▶ [To be done] Can you pull out every line in the data below that contains the string "corsage", treating uppercase and lowercase as different?

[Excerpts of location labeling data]
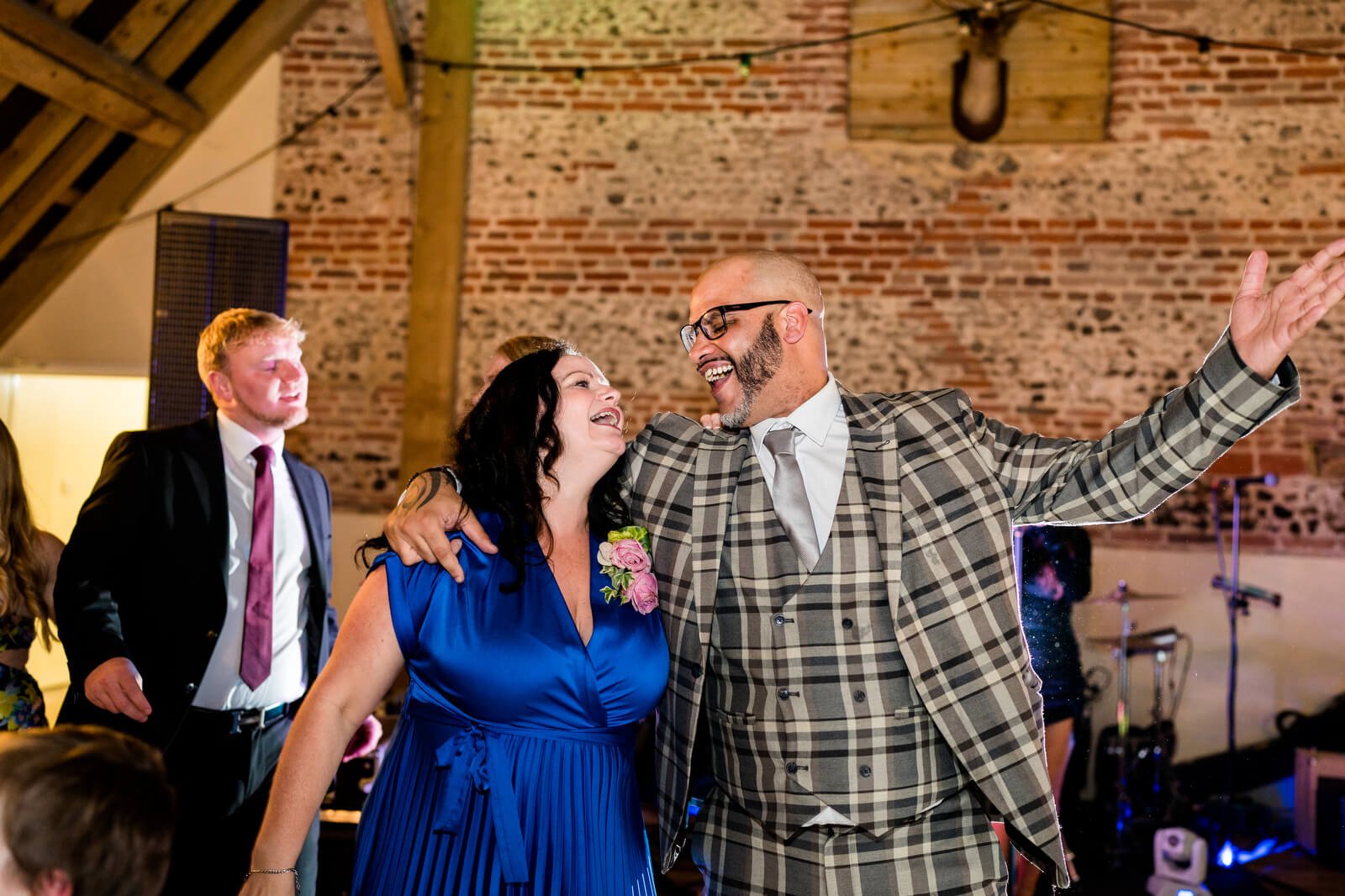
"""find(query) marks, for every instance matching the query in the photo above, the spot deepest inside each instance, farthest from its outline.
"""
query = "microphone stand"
(1237, 606)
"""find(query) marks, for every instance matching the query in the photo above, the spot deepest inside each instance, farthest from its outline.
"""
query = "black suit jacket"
(145, 572)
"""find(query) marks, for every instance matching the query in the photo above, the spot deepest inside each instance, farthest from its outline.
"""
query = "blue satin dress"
(511, 770)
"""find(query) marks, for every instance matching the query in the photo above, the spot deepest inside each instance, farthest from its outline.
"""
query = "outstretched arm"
(1266, 323)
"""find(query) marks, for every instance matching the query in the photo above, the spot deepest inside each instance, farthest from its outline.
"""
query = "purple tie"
(255, 661)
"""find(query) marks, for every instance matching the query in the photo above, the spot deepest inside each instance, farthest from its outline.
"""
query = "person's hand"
(430, 508)
(116, 687)
(363, 741)
(1266, 324)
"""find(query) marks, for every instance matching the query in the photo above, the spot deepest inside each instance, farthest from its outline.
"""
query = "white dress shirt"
(221, 688)
(822, 454)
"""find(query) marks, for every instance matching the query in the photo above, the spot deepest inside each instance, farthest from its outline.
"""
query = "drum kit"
(1153, 747)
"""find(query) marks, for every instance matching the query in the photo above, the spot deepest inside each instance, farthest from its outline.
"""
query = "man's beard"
(757, 366)
(287, 420)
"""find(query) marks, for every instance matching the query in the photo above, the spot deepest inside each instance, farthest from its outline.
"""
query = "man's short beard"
(282, 421)
(757, 366)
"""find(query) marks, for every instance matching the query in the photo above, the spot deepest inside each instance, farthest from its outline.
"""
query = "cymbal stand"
(1123, 804)
(1237, 606)
(1158, 750)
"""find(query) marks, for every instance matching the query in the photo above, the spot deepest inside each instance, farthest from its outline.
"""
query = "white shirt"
(221, 688)
(820, 452)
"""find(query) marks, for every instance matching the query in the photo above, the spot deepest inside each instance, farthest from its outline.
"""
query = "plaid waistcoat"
(809, 700)
(945, 485)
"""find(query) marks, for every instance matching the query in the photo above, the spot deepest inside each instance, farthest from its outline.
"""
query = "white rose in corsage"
(625, 559)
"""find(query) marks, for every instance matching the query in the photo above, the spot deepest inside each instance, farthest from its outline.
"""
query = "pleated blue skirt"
(459, 808)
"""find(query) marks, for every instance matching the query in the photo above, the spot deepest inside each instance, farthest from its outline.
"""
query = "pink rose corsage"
(625, 559)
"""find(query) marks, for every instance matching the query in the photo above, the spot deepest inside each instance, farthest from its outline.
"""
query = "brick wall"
(1062, 286)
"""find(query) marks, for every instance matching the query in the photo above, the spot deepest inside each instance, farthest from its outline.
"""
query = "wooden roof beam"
(47, 57)
(439, 239)
(105, 203)
(388, 42)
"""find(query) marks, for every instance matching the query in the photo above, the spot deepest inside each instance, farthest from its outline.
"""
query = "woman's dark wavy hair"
(504, 447)
(501, 455)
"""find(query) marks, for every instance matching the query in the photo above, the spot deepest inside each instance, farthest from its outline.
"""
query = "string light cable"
(741, 60)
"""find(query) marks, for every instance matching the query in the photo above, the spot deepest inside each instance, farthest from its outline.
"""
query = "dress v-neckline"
(564, 609)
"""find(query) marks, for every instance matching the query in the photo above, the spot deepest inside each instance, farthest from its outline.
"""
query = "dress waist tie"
(471, 756)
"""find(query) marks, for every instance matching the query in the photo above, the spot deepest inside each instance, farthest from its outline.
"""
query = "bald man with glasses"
(838, 588)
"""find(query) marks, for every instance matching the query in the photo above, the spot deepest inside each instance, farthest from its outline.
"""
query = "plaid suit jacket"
(945, 485)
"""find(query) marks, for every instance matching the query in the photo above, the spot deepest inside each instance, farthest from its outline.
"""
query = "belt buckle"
(252, 717)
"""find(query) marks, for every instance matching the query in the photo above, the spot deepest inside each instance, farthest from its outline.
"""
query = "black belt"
(235, 721)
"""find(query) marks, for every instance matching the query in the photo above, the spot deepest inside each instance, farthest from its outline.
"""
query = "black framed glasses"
(713, 324)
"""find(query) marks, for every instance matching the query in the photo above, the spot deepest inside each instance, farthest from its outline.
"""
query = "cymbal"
(1141, 642)
(1126, 593)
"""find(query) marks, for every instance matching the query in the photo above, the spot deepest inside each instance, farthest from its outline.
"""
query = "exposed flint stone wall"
(1062, 286)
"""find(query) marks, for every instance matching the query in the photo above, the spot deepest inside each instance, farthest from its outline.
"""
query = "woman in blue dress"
(511, 766)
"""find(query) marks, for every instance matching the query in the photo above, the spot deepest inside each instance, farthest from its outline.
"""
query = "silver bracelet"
(275, 871)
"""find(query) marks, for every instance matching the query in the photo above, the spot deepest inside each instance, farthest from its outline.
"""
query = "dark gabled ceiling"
(98, 98)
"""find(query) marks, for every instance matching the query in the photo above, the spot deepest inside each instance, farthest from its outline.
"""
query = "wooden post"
(439, 235)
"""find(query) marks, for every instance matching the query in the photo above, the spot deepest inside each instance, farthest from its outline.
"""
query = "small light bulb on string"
(965, 19)
(1203, 49)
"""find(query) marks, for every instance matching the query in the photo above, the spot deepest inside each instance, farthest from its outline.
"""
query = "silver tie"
(791, 498)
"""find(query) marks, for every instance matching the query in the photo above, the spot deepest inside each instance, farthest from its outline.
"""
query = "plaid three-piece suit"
(945, 485)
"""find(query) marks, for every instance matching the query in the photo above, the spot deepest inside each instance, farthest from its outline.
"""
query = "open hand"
(1264, 324)
(428, 509)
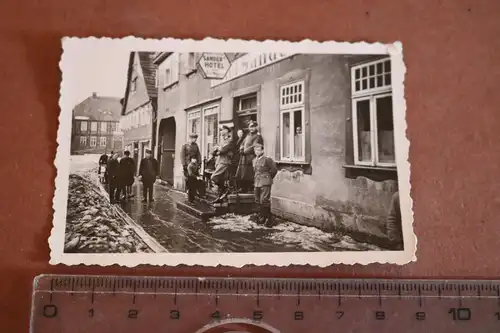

▶ [Solution]
query = "white rose in corsage"
query = "pink rose corsage"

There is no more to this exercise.